* Extract to read
This is a standard number. These don’t need any processing to be weighted. However, there can be a lot of variance. This can be reduced by “standardizing” the data. This is usually scaled between 0-1 by the following:

(V – min V)/(max V – min V)

There are other techniques for standardization with different pros and cons.

Binning

This is where we get numerical data and put it into groups depending on the range. These groups are known as bins. A classic example I come across a lot of the time is heart rate. Many people who know the field, but are not familiar with how data can be processed like to exclude heart rate as a predictive variable. Their objection is that there’s too much variance. For instance, clinically, I wouldn’t worry too much if a patient’s heart rate was 70, and it was 80 before. However, it would alter the outcome due to the weighting. This may uncover, a finer relationship between the outcome and the heart rate that humans are not aware of but due to the random nature of these fluctuations, it’s not likely. Binning is another way of dealing with this. If the heart rate is below 50, it goes into one bin, if it’s between 50-100 it goes into another bin, and if it’s over 100, it goes into another bin. These bins could be assigned the values, one, two, and three. Or they could be binary outcomes like the one hot encoding. There’s no reason why you can’t try both approaches to see which one has the best outcome.

Rate of Change

To me, this is an important factor that can really flip an analysis on its head. Sadly, it’s not practiced much. This is measured by taking two reference points on the X-axis. The rate of change is calculated by dividing the change between X by the change in Y. Why is this important? Well anyone who knows me at all knows that I hate one-dimensional statistics, and the rate of change can really punch a hole in misleading one-dimensional statistics. A great example that I’ve used before is the effect of armed homicides that gun buyback in Australia had. After the gun buyback, there were fewer homicides. This is the backbone of smug social media posts and simplistic newspaper articles:

And today, there is a wide consensus that our 1996 reforms not only reduced the gun-related homicide rate, but also the suicide rate. The Australian Institute of Criminology found that gun-related murders and suicides fell sharply after 1996.

* Supplied information
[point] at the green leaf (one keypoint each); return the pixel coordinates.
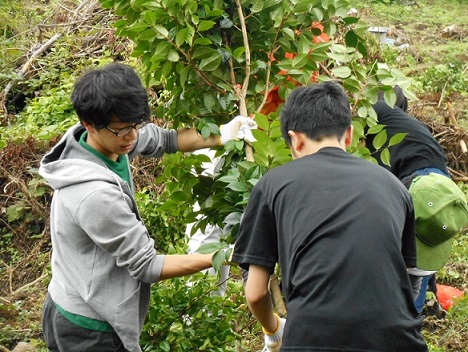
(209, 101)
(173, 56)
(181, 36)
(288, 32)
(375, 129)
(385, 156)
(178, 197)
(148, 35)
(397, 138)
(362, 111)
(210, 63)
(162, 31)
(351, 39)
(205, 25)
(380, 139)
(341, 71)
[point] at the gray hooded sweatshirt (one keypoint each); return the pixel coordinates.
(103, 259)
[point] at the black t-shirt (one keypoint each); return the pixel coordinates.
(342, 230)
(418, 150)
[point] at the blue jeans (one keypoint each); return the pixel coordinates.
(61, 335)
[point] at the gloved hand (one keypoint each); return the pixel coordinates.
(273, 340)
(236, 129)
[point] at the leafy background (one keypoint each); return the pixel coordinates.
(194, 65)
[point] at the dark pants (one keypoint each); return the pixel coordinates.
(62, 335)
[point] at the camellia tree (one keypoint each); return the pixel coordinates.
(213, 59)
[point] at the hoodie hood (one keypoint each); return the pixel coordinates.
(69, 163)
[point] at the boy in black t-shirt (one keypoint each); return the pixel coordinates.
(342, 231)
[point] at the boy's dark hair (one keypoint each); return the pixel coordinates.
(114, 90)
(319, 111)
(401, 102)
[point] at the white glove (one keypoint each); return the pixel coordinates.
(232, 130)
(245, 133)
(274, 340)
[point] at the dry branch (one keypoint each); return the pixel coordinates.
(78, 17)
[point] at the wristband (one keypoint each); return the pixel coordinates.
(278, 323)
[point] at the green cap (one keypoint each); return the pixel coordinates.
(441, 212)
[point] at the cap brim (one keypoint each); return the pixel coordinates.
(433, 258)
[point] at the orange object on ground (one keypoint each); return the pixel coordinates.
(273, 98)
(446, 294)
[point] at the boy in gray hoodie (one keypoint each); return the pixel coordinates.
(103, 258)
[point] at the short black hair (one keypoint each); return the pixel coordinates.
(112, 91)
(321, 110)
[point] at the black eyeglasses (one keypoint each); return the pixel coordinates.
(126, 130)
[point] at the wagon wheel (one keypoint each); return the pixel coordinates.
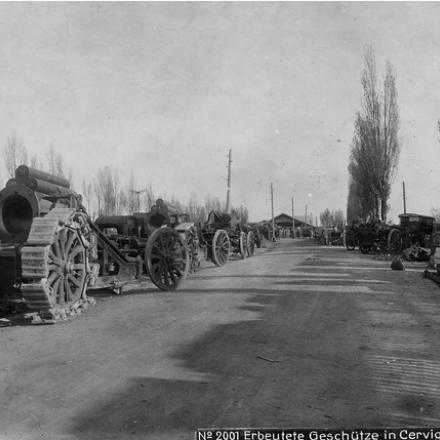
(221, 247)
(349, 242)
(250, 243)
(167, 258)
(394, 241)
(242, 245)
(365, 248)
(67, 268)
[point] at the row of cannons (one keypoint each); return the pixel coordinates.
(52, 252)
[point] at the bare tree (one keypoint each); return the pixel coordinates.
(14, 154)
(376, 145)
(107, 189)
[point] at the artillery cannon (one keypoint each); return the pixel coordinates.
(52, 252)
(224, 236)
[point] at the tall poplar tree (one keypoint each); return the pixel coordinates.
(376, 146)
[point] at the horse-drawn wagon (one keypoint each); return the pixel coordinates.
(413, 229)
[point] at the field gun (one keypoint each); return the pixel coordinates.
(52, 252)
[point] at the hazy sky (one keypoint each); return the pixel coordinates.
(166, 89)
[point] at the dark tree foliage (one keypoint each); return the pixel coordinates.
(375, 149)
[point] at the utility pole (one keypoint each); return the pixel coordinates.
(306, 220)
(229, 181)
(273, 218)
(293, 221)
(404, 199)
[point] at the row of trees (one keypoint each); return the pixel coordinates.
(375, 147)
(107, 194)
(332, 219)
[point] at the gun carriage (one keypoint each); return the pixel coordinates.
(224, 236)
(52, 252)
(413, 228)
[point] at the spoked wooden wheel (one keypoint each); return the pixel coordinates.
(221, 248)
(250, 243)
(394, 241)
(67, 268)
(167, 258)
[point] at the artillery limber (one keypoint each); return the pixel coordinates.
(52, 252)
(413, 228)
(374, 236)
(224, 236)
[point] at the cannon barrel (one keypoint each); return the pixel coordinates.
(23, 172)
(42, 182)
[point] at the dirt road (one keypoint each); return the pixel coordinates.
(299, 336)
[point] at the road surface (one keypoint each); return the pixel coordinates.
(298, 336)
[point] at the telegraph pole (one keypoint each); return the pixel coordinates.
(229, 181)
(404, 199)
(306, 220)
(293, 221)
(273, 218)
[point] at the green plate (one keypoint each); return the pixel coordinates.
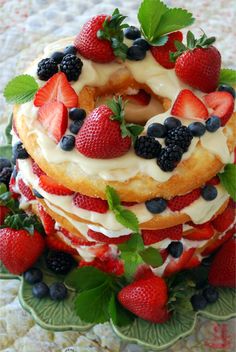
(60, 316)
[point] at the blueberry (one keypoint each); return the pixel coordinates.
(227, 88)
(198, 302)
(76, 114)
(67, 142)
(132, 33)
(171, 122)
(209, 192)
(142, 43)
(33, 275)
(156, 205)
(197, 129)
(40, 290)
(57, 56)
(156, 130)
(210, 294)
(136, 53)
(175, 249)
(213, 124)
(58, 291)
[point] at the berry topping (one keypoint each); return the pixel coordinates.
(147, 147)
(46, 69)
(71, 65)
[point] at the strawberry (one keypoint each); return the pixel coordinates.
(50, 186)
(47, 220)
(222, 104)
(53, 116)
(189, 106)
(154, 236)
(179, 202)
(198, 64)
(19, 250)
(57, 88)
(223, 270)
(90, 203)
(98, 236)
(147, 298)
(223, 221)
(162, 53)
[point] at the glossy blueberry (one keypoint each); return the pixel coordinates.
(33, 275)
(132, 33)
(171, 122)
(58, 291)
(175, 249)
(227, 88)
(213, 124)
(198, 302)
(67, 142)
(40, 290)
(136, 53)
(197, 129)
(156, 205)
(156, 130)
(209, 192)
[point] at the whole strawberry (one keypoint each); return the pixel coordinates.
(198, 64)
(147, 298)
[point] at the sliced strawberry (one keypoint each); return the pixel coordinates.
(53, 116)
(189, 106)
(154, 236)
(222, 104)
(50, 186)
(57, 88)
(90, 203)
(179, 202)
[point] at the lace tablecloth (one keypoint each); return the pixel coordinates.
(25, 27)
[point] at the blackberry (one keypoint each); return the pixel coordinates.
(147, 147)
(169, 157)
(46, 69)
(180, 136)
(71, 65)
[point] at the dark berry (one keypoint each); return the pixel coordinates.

==

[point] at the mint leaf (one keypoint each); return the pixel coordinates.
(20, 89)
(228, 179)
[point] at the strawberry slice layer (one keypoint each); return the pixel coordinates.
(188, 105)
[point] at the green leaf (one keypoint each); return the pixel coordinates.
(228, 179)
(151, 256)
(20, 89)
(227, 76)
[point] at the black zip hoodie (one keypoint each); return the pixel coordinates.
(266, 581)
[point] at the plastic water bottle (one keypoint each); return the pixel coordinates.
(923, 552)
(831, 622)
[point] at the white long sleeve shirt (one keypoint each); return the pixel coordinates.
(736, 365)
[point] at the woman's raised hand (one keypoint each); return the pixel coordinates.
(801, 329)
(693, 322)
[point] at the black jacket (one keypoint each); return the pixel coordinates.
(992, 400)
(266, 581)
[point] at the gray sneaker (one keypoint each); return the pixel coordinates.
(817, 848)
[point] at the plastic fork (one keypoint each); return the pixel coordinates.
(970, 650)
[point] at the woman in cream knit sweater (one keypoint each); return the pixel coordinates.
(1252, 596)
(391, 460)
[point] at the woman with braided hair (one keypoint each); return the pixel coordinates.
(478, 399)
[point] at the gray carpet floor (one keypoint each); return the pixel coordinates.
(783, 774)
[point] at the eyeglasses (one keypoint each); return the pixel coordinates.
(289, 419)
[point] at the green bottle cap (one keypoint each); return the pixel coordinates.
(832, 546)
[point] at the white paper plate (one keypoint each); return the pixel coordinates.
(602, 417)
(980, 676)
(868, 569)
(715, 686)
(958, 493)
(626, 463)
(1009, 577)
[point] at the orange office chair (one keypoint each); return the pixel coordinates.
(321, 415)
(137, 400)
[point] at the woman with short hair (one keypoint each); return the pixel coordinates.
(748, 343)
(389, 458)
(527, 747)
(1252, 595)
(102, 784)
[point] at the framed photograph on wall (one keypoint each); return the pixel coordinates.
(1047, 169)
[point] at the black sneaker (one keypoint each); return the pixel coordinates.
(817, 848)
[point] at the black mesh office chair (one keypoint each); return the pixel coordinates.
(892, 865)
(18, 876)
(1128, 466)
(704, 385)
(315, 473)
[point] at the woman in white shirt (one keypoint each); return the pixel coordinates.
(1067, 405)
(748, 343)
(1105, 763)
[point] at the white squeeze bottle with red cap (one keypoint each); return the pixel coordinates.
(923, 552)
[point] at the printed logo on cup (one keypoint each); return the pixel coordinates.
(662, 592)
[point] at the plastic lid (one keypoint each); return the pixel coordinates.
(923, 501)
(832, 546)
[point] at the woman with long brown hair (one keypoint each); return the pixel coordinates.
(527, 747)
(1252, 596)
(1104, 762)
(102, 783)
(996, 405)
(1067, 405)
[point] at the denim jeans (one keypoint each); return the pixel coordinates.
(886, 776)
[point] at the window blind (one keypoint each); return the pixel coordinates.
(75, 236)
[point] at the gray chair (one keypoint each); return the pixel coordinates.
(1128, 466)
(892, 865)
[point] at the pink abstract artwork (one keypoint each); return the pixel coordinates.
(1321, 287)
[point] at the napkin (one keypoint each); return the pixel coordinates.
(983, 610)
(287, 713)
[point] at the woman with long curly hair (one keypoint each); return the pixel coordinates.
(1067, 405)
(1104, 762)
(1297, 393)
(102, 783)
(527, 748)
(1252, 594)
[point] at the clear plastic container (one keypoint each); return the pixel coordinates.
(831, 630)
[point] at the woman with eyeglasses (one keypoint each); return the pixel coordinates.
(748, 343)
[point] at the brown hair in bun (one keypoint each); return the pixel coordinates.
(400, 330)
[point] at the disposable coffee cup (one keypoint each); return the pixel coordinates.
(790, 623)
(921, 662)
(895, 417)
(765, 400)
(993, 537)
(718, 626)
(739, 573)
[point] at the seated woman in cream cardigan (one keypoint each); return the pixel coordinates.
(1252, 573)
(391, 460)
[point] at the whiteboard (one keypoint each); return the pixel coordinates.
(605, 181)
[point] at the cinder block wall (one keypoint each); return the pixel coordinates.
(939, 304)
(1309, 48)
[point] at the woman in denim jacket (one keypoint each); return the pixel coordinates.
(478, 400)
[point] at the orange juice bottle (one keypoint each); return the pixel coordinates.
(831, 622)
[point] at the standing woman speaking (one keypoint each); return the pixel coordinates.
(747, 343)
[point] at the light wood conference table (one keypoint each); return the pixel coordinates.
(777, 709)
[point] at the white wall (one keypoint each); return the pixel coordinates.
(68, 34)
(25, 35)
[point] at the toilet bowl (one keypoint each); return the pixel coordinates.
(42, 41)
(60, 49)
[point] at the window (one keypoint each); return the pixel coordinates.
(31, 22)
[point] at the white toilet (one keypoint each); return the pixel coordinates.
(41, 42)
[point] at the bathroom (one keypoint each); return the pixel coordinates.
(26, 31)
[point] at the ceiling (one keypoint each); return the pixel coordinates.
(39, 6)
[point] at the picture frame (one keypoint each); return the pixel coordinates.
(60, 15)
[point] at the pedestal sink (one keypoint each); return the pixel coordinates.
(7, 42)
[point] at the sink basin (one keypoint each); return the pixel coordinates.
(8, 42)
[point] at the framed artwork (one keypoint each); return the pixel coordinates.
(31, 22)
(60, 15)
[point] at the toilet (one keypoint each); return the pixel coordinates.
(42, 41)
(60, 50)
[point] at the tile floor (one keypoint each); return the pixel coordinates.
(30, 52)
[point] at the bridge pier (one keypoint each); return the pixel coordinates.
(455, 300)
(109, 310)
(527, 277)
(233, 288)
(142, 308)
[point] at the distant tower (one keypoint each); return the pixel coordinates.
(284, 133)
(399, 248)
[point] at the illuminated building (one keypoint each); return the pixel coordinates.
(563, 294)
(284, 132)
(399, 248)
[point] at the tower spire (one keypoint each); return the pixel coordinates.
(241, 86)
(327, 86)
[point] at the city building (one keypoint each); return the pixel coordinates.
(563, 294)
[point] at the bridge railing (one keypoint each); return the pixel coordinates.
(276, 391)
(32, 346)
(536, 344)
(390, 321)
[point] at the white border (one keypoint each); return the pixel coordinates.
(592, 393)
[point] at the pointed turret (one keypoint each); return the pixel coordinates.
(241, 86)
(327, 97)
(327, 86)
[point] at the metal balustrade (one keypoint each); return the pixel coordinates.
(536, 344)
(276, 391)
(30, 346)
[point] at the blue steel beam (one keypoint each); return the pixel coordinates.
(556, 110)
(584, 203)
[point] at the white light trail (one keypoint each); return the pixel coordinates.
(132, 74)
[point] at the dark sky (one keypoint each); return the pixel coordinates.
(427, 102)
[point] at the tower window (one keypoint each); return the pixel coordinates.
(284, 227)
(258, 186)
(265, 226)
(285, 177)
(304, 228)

* What to work on
Answer these questions from the piece on data processing:
1. Between what values is standardized data usually scaled?
2. Which heart rate ranges define the three bins?
3. Which organization found that gun-related murders and suicides fell sharply after 1996?

* Response
1. Between 0 and 1.
2. Below 50, between 50 and 100, and over 100.
3. The Australian Institute of Criminology.